*PASSAGE GIVEN*:

>>>>>

So that's my plan for this year! I know it sounds simple but alterations on raglan and dolman sleeve tops confuse me. I have plenty of books to reference for that issue but until I actually do it - I know I won't understand.

I want to come up with necklines that I can just superimpose over the pattern. I'm starting at the basics and frequently RTW tops are too low. I don't care for that, after all - I don't have that much to show! LOL

Wish me luck! If I get these done maybe I'll work on pants!

Notes for Sewing One of Your First Garments

I've attempted to sew Pamela's Magic Pencil Skirt, Style Arc's Ann T Top and drafted a pattern from my favorite RTW pajamas. Guess which one fit without alterations?

That's right - the self drafted pattern.

The other two were works in progress or wadders. However you look at it, there are a few things I could have done to assure success. I thought others who are just beginning to sew for themselves might like to learn from my mistakes!

This is an on going process and I will have success eventually but I could have saved myself a lot of trouble if I had done a few things first.

  1. I should have done more in depth tissue fitting before sewing the skirt and tee. A quick once over and thinking, "oh, that looks close" isn't enough! :)
  2. Comparing them to RTW I have in my closet would have given me a base to work off of.  
  3. It would have also helped if I had sewn the skirt with a zig-zag instead of the stretch (lll) stitch. That is going to be a bugger to rip and this isn't the final altered pattern.
I found I needed a reference because it had been so long since I had fit or sewn a pattern. I couldn't remember the sequence for trialing a pattern. Instead, I just sat at the sewing machine and went at it! LOL To be honest, I just wanted to sew something but in retrospect, that may not have been the right method to my madness!

The Style Arc top is drafted beautifully. All seams went together smoothly and if you've ever sewn with the Big 4 - you know that's not always the case. I love the pattern but there isn't enough ease for my tastes. It's skin tight and I like my tee's to be loose.

I have Sandra Betzina's Fast Fit and I should have looked at it before beginning to sew. Unfortunately, I can't just begin where I left off fifteen years ago because I've forgotten so much!

Her suggestions:
  1. Take flat pattern measurements.
  2. Do closet comparisons.
  3. Analyze how my favorites measure up.
  4. Do a simplified fitting shell if using the Big 4. (Simplified is my term and idea - it's not necessary to do the whole shell for my needs. For a simple tee, it's enough to do the shoulders, neckline, bust, waist and hip.)
  5. Make a pretest - aka muslin.
I think that might cut down on my attempts to fit a pattern! Duh! 

Have a great day! 

Sunday, January 6, 2013

Love Eileen Fisher - What Patterns Would be Similar?

<<<<<

*ENTRIES SUPPLIED*:
>>>>>

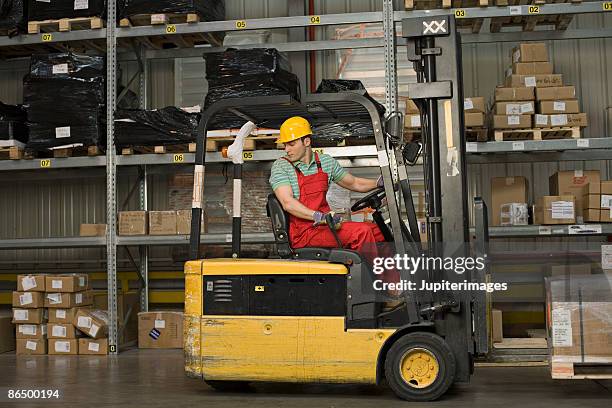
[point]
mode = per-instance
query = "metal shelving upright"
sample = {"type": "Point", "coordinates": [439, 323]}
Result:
{"type": "Point", "coordinates": [358, 156]}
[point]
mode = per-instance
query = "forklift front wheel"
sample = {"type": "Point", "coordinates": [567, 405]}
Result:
{"type": "Point", "coordinates": [228, 386]}
{"type": "Point", "coordinates": [420, 367]}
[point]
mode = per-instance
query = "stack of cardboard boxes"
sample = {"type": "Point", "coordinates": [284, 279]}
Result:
{"type": "Point", "coordinates": [533, 96]}
{"type": "Point", "coordinates": [48, 310]}
{"type": "Point", "coordinates": [155, 222]}
{"type": "Point", "coordinates": [576, 196]}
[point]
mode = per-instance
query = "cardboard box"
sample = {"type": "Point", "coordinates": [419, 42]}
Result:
{"type": "Point", "coordinates": [67, 347]}
{"type": "Point", "coordinates": [93, 323]}
{"type": "Point", "coordinates": [61, 331]}
{"type": "Point", "coordinates": [555, 210]}
{"type": "Point", "coordinates": [511, 121]}
{"type": "Point", "coordinates": [28, 300]}
{"type": "Point", "coordinates": [31, 347]}
{"type": "Point", "coordinates": [560, 120]}
{"type": "Point", "coordinates": [7, 333]}
{"type": "Point", "coordinates": [474, 119]}
{"type": "Point", "coordinates": [30, 316]}
{"type": "Point", "coordinates": [555, 93]}
{"type": "Point", "coordinates": [514, 94]}
{"type": "Point", "coordinates": [162, 222]}
{"type": "Point", "coordinates": [68, 300]}
{"type": "Point", "coordinates": [532, 68]}
{"type": "Point", "coordinates": [412, 121]}
{"type": "Point", "coordinates": [133, 223]}
{"type": "Point", "coordinates": [569, 271]}
{"type": "Point", "coordinates": [506, 190]}
{"type": "Point", "coordinates": [514, 108]}
{"type": "Point", "coordinates": [98, 347]}
{"type": "Point", "coordinates": [183, 222]}
{"type": "Point", "coordinates": [554, 107]}
{"type": "Point", "coordinates": [92, 230]}
{"type": "Point", "coordinates": [160, 330]}
{"type": "Point", "coordinates": [32, 331]}
{"type": "Point", "coordinates": [126, 303]}
{"type": "Point", "coordinates": [31, 283]}
{"type": "Point", "coordinates": [497, 326]}
{"type": "Point", "coordinates": [66, 283]}
{"type": "Point", "coordinates": [530, 52]}
{"type": "Point", "coordinates": [474, 104]}
{"type": "Point", "coordinates": [540, 81]}
{"type": "Point", "coordinates": [572, 182]}
{"type": "Point", "coordinates": [62, 315]}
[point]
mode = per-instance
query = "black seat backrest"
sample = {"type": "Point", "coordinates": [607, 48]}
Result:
{"type": "Point", "coordinates": [280, 226]}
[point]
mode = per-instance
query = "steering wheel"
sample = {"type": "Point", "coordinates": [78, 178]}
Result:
{"type": "Point", "coordinates": [372, 200]}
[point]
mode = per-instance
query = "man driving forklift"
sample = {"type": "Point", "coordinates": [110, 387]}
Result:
{"type": "Point", "coordinates": [300, 181]}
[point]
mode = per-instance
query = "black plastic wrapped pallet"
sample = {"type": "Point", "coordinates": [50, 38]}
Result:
{"type": "Point", "coordinates": [13, 123]}
{"type": "Point", "coordinates": [64, 95]}
{"type": "Point", "coordinates": [208, 10]}
{"type": "Point", "coordinates": [56, 9]}
{"type": "Point", "coordinates": [158, 127]}
{"type": "Point", "coordinates": [13, 15]}
{"type": "Point", "coordinates": [233, 63]}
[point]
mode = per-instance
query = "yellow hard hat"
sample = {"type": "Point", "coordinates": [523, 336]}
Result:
{"type": "Point", "coordinates": [293, 129]}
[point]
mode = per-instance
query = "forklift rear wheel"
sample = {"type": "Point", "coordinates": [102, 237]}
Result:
{"type": "Point", "coordinates": [420, 367]}
{"type": "Point", "coordinates": [228, 386]}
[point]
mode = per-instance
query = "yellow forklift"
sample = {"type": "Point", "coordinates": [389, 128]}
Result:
{"type": "Point", "coordinates": [311, 315]}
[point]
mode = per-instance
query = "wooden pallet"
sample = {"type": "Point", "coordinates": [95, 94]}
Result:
{"type": "Point", "coordinates": [437, 4]}
{"type": "Point", "coordinates": [529, 23]}
{"type": "Point", "coordinates": [474, 134]}
{"type": "Point", "coordinates": [178, 148]}
{"type": "Point", "coordinates": [600, 370]}
{"type": "Point", "coordinates": [501, 135]}
{"type": "Point", "coordinates": [77, 151]}
{"type": "Point", "coordinates": [65, 24]}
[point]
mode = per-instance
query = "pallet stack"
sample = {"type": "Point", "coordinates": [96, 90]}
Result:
{"type": "Point", "coordinates": [534, 104]}
{"type": "Point", "coordinates": [52, 312]}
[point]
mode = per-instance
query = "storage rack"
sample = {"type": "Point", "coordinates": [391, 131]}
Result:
{"type": "Point", "coordinates": [549, 150]}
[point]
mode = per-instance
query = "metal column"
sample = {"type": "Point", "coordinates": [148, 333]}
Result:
{"type": "Point", "coordinates": [111, 179]}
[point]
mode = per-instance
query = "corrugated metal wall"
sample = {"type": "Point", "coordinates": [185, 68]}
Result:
{"type": "Point", "coordinates": [40, 208]}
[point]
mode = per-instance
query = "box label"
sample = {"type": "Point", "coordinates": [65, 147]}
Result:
{"type": "Point", "coordinates": [562, 328]}
{"type": "Point", "coordinates": [20, 314]}
{"type": "Point", "coordinates": [530, 81]}
{"type": "Point", "coordinates": [54, 298]}
{"type": "Point", "coordinates": [28, 282]}
{"type": "Point", "coordinates": [62, 132]}
{"type": "Point", "coordinates": [58, 331]}
{"type": "Point", "coordinates": [62, 347]}
{"type": "Point", "coordinates": [81, 4]}
{"type": "Point", "coordinates": [562, 210]}
{"type": "Point", "coordinates": [558, 120]}
{"type": "Point", "coordinates": [84, 322]}
{"type": "Point", "coordinates": [28, 329]}
{"type": "Point", "coordinates": [25, 299]}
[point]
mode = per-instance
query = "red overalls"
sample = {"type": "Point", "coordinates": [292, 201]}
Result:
{"type": "Point", "coordinates": [353, 235]}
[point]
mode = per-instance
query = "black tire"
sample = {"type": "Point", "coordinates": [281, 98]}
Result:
{"type": "Point", "coordinates": [412, 343]}
{"type": "Point", "coordinates": [228, 386]}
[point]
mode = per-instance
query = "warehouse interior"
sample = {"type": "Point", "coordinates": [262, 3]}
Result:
{"type": "Point", "coordinates": [107, 224]}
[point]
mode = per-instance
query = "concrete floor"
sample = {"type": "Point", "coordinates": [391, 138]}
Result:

<<<<<

*REQUIRED TASK*:
Resume the sewing blog text on fitting patterns, continuing from the point where it ends.

*RESPONSE*:
I love how stylish Eileen Fisher's clothes are and would love to project that image. Most of her tops skim the body but aren't huge. The skirts and pants have a slim silhouette - at least for this year. She chooses luscious fabrics in neutral colors. A simple wardrobe would be easy to put together and would be a good SWAP 2013 for Stitchers Guild!

Can I find patterns that would be similar? I'm not sure but I'm going to try.

Look at the first top on this page. It has a boat neck and simply skims the body. Not too much ease in this but just enough in my estimation. It's  difficult to tell if it has raglan sleeves but I'm interested in copying the basic shape - it doesn't matter to me if it's exactly alike. Would you think Loes Hinse boat neck top would fit the bill? What about M6571 from McCall's? I'm looking at the neckline. The ER shirt looks to be a boxy tee so the side seams on the M6571 would have to be straightened.

Eileen Fisher's Fold Over Maxi Skirt in Viscose Jersey could be made following the instructions at Morning by Morning Productions. The skirt is a very good approximation.

Her bat wing top can be copied with Cation Designs free download of her dolman sleeve pattern. I might use V8688 also. Did you notice there are three bat wing tops on Fisher's site? They look different but all have those sleeves. Even the cardigan at the bottom of the page has bat wing sleeves. Speaking of which....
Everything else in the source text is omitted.